### What to produce
Omitting the pictures, restate all of the entries below exactly.

### Given data
☆ ☆ ☆ ☆ ☆ ☆ ☆

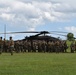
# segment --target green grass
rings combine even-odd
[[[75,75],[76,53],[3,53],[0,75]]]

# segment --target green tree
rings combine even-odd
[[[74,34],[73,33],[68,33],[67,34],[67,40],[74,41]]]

☆ ☆ ☆ ☆ ☆ ☆ ☆

### Reply
# segment --target green grass
rings combine even-odd
[[[75,75],[76,53],[3,53],[0,75]]]

# segment --target green tree
rings combine even-odd
[[[74,34],[73,33],[68,33],[67,34],[67,40],[74,41]]]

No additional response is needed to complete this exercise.